**ACTION ITEM**
Copy out every record that follows, word for word.

________

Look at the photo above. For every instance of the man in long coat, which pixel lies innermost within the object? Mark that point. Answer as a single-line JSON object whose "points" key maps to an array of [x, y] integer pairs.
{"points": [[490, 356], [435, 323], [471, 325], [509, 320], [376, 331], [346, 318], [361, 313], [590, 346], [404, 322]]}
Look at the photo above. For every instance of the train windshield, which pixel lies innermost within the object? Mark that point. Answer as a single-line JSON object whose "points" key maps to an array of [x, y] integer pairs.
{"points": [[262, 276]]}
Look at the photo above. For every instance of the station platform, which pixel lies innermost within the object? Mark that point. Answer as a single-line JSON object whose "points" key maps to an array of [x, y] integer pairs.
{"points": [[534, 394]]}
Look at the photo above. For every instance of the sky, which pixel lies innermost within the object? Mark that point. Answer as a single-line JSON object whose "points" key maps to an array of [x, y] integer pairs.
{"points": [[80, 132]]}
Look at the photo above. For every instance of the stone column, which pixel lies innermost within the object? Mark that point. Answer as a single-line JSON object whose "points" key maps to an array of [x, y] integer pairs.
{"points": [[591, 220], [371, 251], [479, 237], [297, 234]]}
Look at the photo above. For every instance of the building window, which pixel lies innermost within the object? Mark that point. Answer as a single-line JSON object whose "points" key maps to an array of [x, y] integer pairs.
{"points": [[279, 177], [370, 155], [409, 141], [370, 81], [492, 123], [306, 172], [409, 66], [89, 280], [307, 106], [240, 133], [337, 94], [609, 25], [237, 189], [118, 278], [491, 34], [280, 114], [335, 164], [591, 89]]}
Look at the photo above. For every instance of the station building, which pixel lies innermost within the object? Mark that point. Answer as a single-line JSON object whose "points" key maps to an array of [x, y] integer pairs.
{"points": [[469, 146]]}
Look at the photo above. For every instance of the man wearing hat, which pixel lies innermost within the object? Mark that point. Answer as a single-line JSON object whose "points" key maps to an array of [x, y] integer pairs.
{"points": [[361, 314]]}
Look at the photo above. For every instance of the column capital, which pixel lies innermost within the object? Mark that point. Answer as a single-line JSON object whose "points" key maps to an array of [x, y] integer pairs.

________

**SOLUTION TO THE PROBLEM**
Look at the photo above. For every instance of the man in long coat, which pixel lies innermost within the object? Mark that point. Answer as a single-line JSON object whose "points" key maps to an array of [x, y] integer pairs.
{"points": [[490, 356], [435, 323], [471, 325], [509, 320], [376, 331], [346, 318], [361, 313], [590, 346], [404, 322]]}
Look at the photo above. For every instance of the train windshield, which pixel lies innermost within the object? Mark that point. Answer as a single-line JSON object whose "points" key maps to an array of [x, y] integer pairs.
{"points": [[262, 276]]}
Look at the photo above. For every instance of the station platform, which pixel lies innermost within the object? Mark that point. Answer as a single-line JSON object whose "points" key maps to an array of [x, y] integer pairs.
{"points": [[534, 394]]}
Look at the photo above. For every instance of the sky, which pixel lies innermost within the object? Mark that point. Answer as a single-line JSON object whose "points" key maps to an array of [x, y] integer pairs.
{"points": [[80, 132]]}
Look at the photo above. For every instance of the stone column, which pixel lies innermost within the object? Mark that point. Answer as a single-line JSON object whose "points" key maps to an array of [x, y] integer pairs.
{"points": [[591, 220], [371, 251], [479, 237], [297, 234]]}
Look at the photo above. For every instance of the building window, which pixel lies innermost within the object? Mark that point. Answer as a single-line JSON object whose "points" key maps to an array of [x, y] integer pairs.
{"points": [[279, 177], [370, 155], [409, 141], [370, 81], [492, 123], [306, 172], [409, 66], [89, 280], [307, 106], [240, 133], [337, 94], [609, 25], [237, 189], [118, 278], [491, 34], [280, 114], [335, 164], [591, 89]]}
Look at the photo above. For every instance of the station building, which pixel lies innermost within the object? Mark that point. Answer as a single-line JSON object whose "points" key maps to an array of [x, y] integer pairs.
{"points": [[469, 146]]}
Look at the photo above. For every instance of the man wearing hat, which pixel lies innermost within the object? Mark that point. Answer as a single-line JSON object whose "points" key maps to an array of [x, y] integer pairs.
{"points": [[361, 314]]}
Look at the photo above. For every instance of the column capital, which pixel lies innermost within the object? Mark that point. Answer as a single-line JSON object whose "points" key maps to an array of [x, y] integer pairs.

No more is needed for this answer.